The task
Restate the entries below word for word, omitting nothing.

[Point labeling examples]
● ● ●

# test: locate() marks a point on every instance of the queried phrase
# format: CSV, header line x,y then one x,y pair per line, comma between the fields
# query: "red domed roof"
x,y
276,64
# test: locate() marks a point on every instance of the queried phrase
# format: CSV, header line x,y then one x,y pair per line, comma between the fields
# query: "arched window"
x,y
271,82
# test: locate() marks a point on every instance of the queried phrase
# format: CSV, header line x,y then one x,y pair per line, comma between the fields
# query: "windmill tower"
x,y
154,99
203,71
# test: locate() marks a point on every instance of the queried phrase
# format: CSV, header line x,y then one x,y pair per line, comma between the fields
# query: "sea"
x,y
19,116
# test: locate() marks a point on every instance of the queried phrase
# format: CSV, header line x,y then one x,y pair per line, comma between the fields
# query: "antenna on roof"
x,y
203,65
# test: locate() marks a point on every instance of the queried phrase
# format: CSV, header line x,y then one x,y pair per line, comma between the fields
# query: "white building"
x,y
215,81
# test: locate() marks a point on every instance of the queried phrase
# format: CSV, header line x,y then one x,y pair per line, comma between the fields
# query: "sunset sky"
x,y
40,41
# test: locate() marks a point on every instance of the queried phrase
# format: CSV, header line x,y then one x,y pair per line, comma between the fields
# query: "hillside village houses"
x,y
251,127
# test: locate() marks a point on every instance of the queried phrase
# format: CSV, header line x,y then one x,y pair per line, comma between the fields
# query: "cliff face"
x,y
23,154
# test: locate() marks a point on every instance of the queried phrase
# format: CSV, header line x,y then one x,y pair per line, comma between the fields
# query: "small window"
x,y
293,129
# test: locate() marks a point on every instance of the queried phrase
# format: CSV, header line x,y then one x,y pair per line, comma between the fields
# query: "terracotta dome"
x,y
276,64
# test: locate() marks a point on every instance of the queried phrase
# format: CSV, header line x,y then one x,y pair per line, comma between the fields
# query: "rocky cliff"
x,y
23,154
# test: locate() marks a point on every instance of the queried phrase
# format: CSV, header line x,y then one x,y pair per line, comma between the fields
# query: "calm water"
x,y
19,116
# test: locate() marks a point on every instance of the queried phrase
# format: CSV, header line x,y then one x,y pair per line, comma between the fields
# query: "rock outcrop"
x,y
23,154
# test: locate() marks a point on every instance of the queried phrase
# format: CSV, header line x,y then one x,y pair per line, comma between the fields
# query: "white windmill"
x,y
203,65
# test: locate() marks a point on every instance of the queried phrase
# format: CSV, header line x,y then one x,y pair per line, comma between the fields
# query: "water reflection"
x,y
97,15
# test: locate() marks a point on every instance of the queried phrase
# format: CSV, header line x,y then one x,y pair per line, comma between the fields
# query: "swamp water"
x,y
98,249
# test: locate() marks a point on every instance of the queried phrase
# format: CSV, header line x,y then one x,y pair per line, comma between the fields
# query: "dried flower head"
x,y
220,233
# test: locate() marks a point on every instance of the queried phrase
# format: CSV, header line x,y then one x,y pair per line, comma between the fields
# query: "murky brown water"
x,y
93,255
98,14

● ● ●

Response below
# test: locate() marks a point on every instance of the queried phrase
# format: CSV, header line x,y then one x,y pair per line, comma between the fields
# query: "red domed roof"
x,y
276,64
# test: locate() marks a point on every instance of the queried phrase
# format: CSV, header line x,y then one x,y pair per line, comma between the fields
# query: "arched window"
x,y
271,82
# test: locate() marks a point on every instance of the queried phrase
# format: CSV, header line x,y then one x,y pair per line, comma between the fields
# query: "windmill tower"
x,y
154,99
203,71
# test: locate() marks a point on every instance of the queried phrase
# format: CSV, header line x,y then one x,y pair per line, comma between the fields
# query: "sea"
x,y
19,116
# test: locate() marks a point on every instance of the queried phrase
# format: CSV, header line x,y then one x,y pair per line, comma between the fields
# query: "antenna on roof"
x,y
203,65
# test: locate() marks a point on every instance of the queried phrase
# format: CSV, header line x,y then one x,y pair per line, comma between the fields
# query: "white building"
x,y
215,81
# test: locate() marks a point on every instance of the queried phrase
# format: CSV, header line x,y then one x,y pair per line, comma between the fields
# query: "sunset sky"
x,y
40,41
# test: locate() marks a point on every instance of the queried phrase
# format: CSV, header line x,y then one x,y pair per line, comma between the fields
# query: "hillside village houses"
x,y
251,127
# test: locate() marks a point on every instance of the queried phrase
# format: CSV, header line x,y then one x,y pair per line, comma between the fields
# query: "cliff face"
x,y
23,154
# test: locate() marks a point on every instance of the queried phrase
# format: CSV, header line x,y then one x,y pair per line, comma between the fields
# query: "small window"
x,y
293,129
# test: locate() marks a point on every instance of the queried phrase
# format: CSV, header line x,y then one x,y pair per line, comma between the fields
# query: "terracotta dome"
x,y
276,64
# test: locate() marks a point on every instance of the queried phrase
# format: CSV, header line x,y then one x,y pair per line, comma between the fields
# query: "rocky cliff"
x,y
23,154
# test: locate() marks a point on every instance of the queried phrase
# format: CSV, header line x,y then one x,y pair per line, comma between the fields
# query: "calm water"
x,y
19,116
# test: locate() marks a point on every instance of the queried phrase
# format: CSV, header line x,y then one x,y pair per line, comma between the fields
# query: "rock outcrop"
x,y
23,154
# test: locate() marks a point on every instance of the queried phrase
# format: CSV, header line x,y then one x,y pair per line, comma between the fields
# query: "white windmill"
x,y
203,65
# test: locate() marks a point on every instance of the queried phrase
# format: CSV, header line x,y then one x,y pair per line, comma between the fields
# query: "water reflection"
x,y
97,15
# test: locate() marks a point on every instance of the queried phrase
# format: CSV, header line x,y then one x,y pair per line, comma between the fields
# query: "swamp water"
x,y
98,249
# test: locate() marks a point on every instance of the queried phrase
# format: CSV, header line x,y then one x,y pair per line, comma between the fields
# query: "dried flower head"
x,y
220,233
# test: locate() marks a point on every instance of the queried phrase
# format: CSV, header line x,y then one x,y pair per line, comma between the fields
# query: "murky brown water"
x,y
93,255
98,14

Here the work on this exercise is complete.